*Tasks to perform:*
a. In the article on the Vatican and hysterectomies, in what year did Luisa Del Vecchio have the surgery?
b. Repeat word for word the part of the article on the Vatican and hysterectomies that starts at the words "ROME—When 42-year-old Luisa" and stops after the words "were a sin.".

ROME—When 42-year-old Luisa Del Vecchio couldn’t take the debilitating pain caused by her endometriosis any longer, she was faced with a moral dilemma. As a staunch Catholic who teaches at a private Catholic school in Florence, she knew well that having a hysterectomy by choice over medical necessity would be a sin because it would cause permanent sterilization—in other words, irreversible birth control.
Del Vecchio, who has four children, has always believed in the Catholic Church’s indisputable teachings on birth control: Sex should only be between a man and a woman, and only under conditions that leave the woman “open to the possibility of conception.” That means elective hysterectomies on the basis of pain alone, not life-or-death situations, were a sin.
Del Vecchio had the hysterectomy anyway in 2015. “After consulting with my priest who tried to talk me out of it, I decided I just couldn’t deal with the pain any longer,” she told The Daily Beast. “I was missing work. I often couldn’t get out of bed. I wasn’t able to be a good mother to the children I had. I prayed and went through it even though I was defying God’s will.”
The decision to have her uterus removed turned out to be the easy part. She searched in vain for a physician in a Catholic hospital in Florence who would perform what was a voluntary procedure that defied church teaching. Del Vecchio felt it necessary to consult only devout Catholic doctors, but they all tried to talk her out of it. Finally, she found a female Catholic doctor in Milan who agreed to perform the surgery and who assured her that God would forgive her—eventually.
But Del Vecchio’s moral and physical quandary in getting a hysterectomy isn’t a factor any more. Last week, Cardinal Luis Ladaria, the Vatican's doctrine chief, confirmed in a letter that after studying several medical cases presented by Catholic doctors, it was no longer against church teaching to have a hysterectomy in most cases and that the procedure could be done in “extreme cases” that do not just hinge on life and death.
In his statement, Ladaria referred to a case the church’s doctrine arm studied: “The uterus is found to be irreversibly in such a state that it is no longer suitable for procreation and medical experts have reached the certainty that an eventual pregnancy will bring about a spontaneous abortion before the fetus is able to arrive at a viable state.”
In fact, not having a hysterectomy in cases like these could be considered “morally licit” because the purpose “does not regard sterilization,” the statement went on.
The new clarification, however, does not give carte blanche to Catholics. The Congregation for the Doctrine of the Faith studied a case in which:
In this case, according to the church, a hysterectomy is still considered “illicit” because even though the woman many not be able to safely carry a pregnancy to term, removal of the uterus is seen as direct sterilization; God could intervene to save the pregnancy.

*Supplied information:*
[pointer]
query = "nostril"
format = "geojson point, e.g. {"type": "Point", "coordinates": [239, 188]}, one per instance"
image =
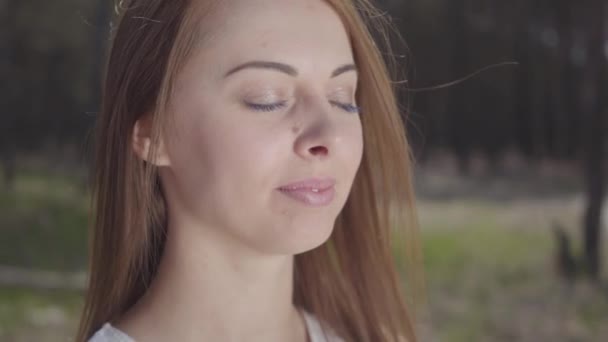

*Solved tasks:*
a. 2015

b.
ROME—When 42-year-old Luisa Del Vecchio couldn’t take the debilitating pain caused by her endometriosis any longer, she was faced with a moral dilemma. As a staunch Catholic who teaches at a private Catholic school in Florence, she knew well that having a hysterectomy by choice over medical necessity would be a sin because it would cause permanent sterilization—in other words, irreversible birth control.
Del Vecchio, who has four children, has always believed in the Catholic Church’s indisputable teachings on birth control: Sex should only be between a man and a woman, and only under conditions that leave the woman “open to the possibility of conception.” That means elective hysterectomies on the basis of pain alone, not life-or-death situations, were a sin.